--- begin PASSAGE ---
From International Socialism, No.22, Autumn 1965, pp.32-33.
Transcribed & marked up by Einde O’Callaghan for ETOL.

 

Elites and Society
T.B. Bottomore
Watts, 15s

One might have expected more from Bottomore, an independent Marxist thinker, than this lightweight book. It does not deal with ‘Elites and Society’, but with the standard theories that have been developed about them. The book could be a fairly useful and intelligent introduction to the ‘classics’ for a sociology student just beginning – and in fact it probably consists of a series of first year lectures, strung together without much more thought. In the latter part of the book he does put down some observations on the current world – but this is done very casually and suffers from surprising gaps. Thus he can discuss the role and characteristics of ‘intellectuals’ in underdeveloped countries without dealing with the rate of unemployment amongst graduates.

His own contribution consists essentially in distinguishing the useful and the less useful elements in the theories he describes, and trying to create a somewhat superficial synthesis of the ‘useful’ elements. Elite theory in general he considers to be of limited usefulness since it

‘says little about the bases of the power which the elite possesses, except insofar as it incorporates elements from the Marxist theory of classes ... (Since) in elite theories ... the relation between the organised minority and the unorganised majority are necessarily represented as more passive, the resulting problem of how to explain the rise and fall of elites has to be dealt with either by postulating a recurrent decadence in the elite or by introducing the idea of the rise of new "social forces" among the masses, which brings the theory close to Marxism.’

On the other hand he thinks class theory is inadequate, for he suggests a number of cases where it would not apply.
--- end PASSAGE ---
**EXERCISE TASKS**
• 1. Write out part of the review word for word: begin at the words "Transcribed & marked" and stop after "unemployment amongst graduates.".
• 2. According to the review, what does Bottomore leave out when he discusses intellectuals in underdeveloped countries?
• 3. Carry the review of Bottomore's book forward from its final sentence.
The lines after this point are separate material with no connection to the review.
--- begin STORED ROWS ---
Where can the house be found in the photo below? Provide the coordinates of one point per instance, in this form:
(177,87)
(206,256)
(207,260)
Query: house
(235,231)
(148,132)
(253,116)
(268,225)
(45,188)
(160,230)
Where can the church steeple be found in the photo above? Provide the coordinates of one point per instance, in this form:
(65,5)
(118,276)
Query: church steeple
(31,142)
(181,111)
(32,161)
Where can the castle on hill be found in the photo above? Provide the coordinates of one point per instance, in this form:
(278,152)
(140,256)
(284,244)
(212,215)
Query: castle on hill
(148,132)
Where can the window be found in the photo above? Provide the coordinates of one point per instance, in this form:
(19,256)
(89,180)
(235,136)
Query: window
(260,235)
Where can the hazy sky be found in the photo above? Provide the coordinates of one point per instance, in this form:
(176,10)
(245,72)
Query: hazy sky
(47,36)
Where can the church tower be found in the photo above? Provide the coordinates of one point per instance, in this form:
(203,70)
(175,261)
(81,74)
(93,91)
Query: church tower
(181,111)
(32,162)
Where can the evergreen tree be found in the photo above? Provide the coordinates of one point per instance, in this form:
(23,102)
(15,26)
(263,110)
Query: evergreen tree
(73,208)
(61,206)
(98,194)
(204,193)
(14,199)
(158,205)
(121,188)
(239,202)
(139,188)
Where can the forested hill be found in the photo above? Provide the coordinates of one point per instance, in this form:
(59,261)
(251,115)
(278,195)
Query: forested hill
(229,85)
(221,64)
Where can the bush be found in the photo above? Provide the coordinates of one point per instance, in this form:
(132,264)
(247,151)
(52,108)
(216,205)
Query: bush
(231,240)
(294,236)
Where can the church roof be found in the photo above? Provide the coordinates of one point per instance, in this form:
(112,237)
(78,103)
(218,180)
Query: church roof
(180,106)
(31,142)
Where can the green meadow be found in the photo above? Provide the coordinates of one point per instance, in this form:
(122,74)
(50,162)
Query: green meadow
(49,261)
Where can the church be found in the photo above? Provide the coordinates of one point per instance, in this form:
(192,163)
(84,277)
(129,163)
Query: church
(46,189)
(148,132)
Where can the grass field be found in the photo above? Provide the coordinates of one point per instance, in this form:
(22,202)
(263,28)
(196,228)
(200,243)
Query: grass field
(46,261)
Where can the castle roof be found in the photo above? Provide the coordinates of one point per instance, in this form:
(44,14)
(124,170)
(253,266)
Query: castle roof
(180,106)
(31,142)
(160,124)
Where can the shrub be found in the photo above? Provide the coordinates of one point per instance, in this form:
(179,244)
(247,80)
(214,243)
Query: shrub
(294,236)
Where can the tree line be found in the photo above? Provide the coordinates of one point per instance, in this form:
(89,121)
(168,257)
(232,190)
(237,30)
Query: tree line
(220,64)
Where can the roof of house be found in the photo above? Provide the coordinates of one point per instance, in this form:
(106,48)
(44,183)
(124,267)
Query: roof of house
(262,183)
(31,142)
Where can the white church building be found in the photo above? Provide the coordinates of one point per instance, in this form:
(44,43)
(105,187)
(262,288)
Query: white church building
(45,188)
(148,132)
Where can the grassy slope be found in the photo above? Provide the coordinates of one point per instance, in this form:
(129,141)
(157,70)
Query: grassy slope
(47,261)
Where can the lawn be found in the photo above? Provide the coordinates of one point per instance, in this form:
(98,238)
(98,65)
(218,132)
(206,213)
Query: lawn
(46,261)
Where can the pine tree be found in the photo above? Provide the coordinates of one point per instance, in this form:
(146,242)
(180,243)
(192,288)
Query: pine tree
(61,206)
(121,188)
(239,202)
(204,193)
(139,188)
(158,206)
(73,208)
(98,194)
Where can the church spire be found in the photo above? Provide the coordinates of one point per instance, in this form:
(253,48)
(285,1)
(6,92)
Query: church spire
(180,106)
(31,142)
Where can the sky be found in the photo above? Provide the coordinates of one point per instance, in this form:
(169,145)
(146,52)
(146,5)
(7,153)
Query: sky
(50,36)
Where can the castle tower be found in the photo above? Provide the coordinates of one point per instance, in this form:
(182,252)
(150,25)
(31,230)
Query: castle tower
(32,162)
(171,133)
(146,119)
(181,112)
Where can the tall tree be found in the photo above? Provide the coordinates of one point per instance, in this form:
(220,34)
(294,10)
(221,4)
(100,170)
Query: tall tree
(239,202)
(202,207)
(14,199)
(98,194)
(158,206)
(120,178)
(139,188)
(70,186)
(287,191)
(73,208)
--- end STORED ROWS ---
**ANSWERS TO THE TASKS**
• 1.
Transcribed & marked up by Einde O’Callaghan for ETOL.

 

Elites and Society
T.B. Bottomore
Watts, 15s

One might have expected more from Bottomore, an independent Marxist thinker, than this lightweight book. It does not deal with ‘Elites and Society’, but with the standard theories that have been developed about them. The book could be a fairly useful and intelligent introduction to the ‘classics’ for a sociology student just beginning – and in fact it probably consists of a series of first year lectures, strung together without much more thought. In the latter part of the book he does put down some observations on the current world – but this is done very casually and suffers from surprising gaps. Thus he can discuss the role and characteristics of ‘intellectuals’ in underdeveloped countries without dealing with the rate of unemployment amongst graduates.

• 2. The rate of unemployment among graduates.

• 3.
Unfortunately, he demolishes all the non-conforming cases himself. All but one – the Russian Bloc.

‘The political system of the Communist Countries seems to me to approach the pure type of a "power elite", that is, a group which having come to power with the support or acquiescence of particular classes maintains itself in power chiefly by virtue of being an organised minority confronting the unorganised majority.’

(This a kind of Trotskyist interpretation, but minus the ‘workers’ state’ bit).

On this basis, it would seem, rests his whole thesis – that both class and elite theories are useful ‘models’ or ‘ideal types’, with varying relevance to different societies, one or the other being the more appropriate. Yet he deals with the communist regimes (whose exemption from class theory forms his foundation) in only a couple of pages, and neglects in their respect those same questions he accused the traditional elite theorists of ignoring – why is the majority unorganised? What economic role does this ‘elite’ play? Along what lines is their relationship to the masses (and the relatonship of the masses to them) likely to change?

He dismisses the suggestion that the Russian elite is a class with two brief statements of obscure meaning:

‘the leading party members are not bureaucrats ... they are political leaders who rise to power in the party by the exercise of political abilities, not by passing examinations in Marxism Leninism ... It is a mistake to suppose that the party rules because it controls the means of production; on the contrary, it controls the means of production because it has political power.’

He never manages to reconcile his approaches – elite theory as a more partial and less illuminating way of looking at the same data as a class approach; and elite theory as applicable to different societies (i.e. communist ones) or sections and periods of societies, from class analysis.